##### EXCERPTED PASSAGE #####
In American Writers in Istanbul, Kim Fortuny gathers eight case studies of American writers who lived or visited Istanbul at one point in their lives. The authors, largely canonical, include Melville, Twain, Hemingway, Dos Passos, Bowles, Algren, Baldwin and Settle. Her aim is twofold: to explore the potrayal of Istanbul by these writers, but also to consider a far more provocative idea that, "Istanbul—and everything the place name conjures up for an Occidental audience—had since at least the middle of the nineteenth century been active, though perhaps ignored, at the aesthetic and cutural center of American letters . . ."(xviii). As a chronicle of disparate portrayals of Istanbul, the book is more successful than in demonstrating any role for the so-called East at the heart of American literature.

Each chapter can be read as a separate entity, and here Fortuny demonstrates her ability as a critical reader of texts placing each author's Istanbul writings within their own oevre as well as the aesthetic history of the period in which they were writing. She brings considerable knowledge and skill to the handling of such disparate writers spanning nearly one hundred and fifty years of American letters. Given that each chapter is nearly stand alone, they will no doubt be useful additions to the knowledge that we have of these writers.

In the chapters on Melville and Hemingway, Fortuny is at her best. Working with Melville's diary of his stay in Istanbul, she deftly displays the way in which his observations reveal his continued interest in nature which extends to the architecture of Ottoman Istanbul. Perhaps most fascinating is that the chapter is dotted with his diary entries allowing the reader as well to engage in the interpretative process. Similarly, the chapter "Dispatches from the Greco-Turkish War" focusing on Heminway's war correspondence from Turkey is filled with sometimes extended copy of his newspaper dispatches which she then explicates to demonstrate the ways that Hemingway used fictional techniques to enliven his reporting.
#####
**WRITTEN PROBLEM**: Can you write out the review from "Each chapter can" up to and including "of these writers.", renaming "disparate" to "diverse" wherever it appears? The entries that come next are separate material and not part of the review.
##### SUPPLIED ENTRIES #####
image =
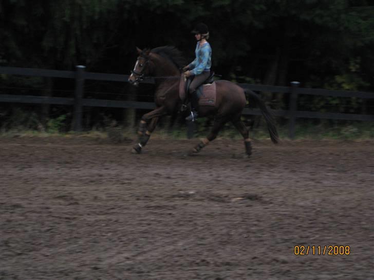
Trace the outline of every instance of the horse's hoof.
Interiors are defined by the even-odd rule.
[[[138,145],[136,146],[131,149],[131,153],[133,154],[139,154],[142,152],[142,148]]]
[[[193,149],[192,150],[190,151],[190,152],[189,152],[189,153],[188,154],[190,156],[195,155],[197,154],[198,152],[199,151],[196,149]]]

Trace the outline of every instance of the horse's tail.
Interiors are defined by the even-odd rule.
[[[256,101],[256,103],[259,107],[261,113],[262,113],[264,117],[265,118],[266,123],[268,124],[268,130],[270,134],[271,141],[274,144],[277,143],[279,141],[279,137],[278,136],[278,132],[275,127],[274,115],[271,111],[269,111],[268,107],[266,107],[265,103],[260,98],[258,94],[249,89],[246,89],[245,92],[247,94],[253,97]]]

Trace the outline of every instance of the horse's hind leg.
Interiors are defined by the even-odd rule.
[[[192,150],[193,153],[198,153],[200,150],[207,146],[209,142],[214,140],[220,130],[221,128],[225,125],[227,122],[227,117],[221,115],[217,115],[213,123],[213,126],[212,128],[211,132],[208,134],[207,138],[201,141],[200,143],[195,146]]]
[[[240,116],[241,115],[236,116],[232,120],[232,123],[243,136],[244,145],[246,147],[246,153],[248,156],[250,156],[252,154],[252,146],[251,145],[251,139],[249,138],[249,131],[246,125],[240,119]]]

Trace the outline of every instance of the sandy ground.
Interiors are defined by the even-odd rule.
[[[198,141],[0,138],[0,279],[373,278],[374,141]]]

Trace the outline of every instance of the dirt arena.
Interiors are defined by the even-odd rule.
[[[373,278],[374,141],[198,142],[0,138],[0,279]]]

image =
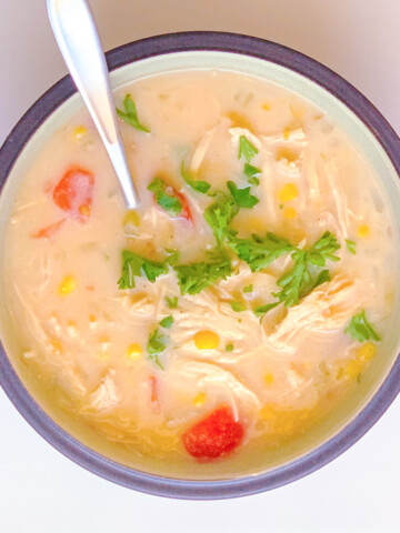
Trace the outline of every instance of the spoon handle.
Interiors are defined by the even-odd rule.
[[[87,0],[47,0],[56,40],[106,145],[129,209],[138,194],[118,128],[106,57]]]

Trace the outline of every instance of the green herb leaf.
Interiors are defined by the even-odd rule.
#####
**TASK RESULT**:
Each chapter can be read as a separate entity, and here Fortuny demonstrates her ability as a critical reader of texts placing each author's Istanbul writings within their own oevre as well as the aesthetic history of the period in which they were writing. She brings considerable knowledge and skill to the handling of such diverse writers spanning nearly one hundred and fifty years of American letters. Given that each chapter is nearly stand alone, they will no doubt be useful additions to the knowledge that we have of these writers.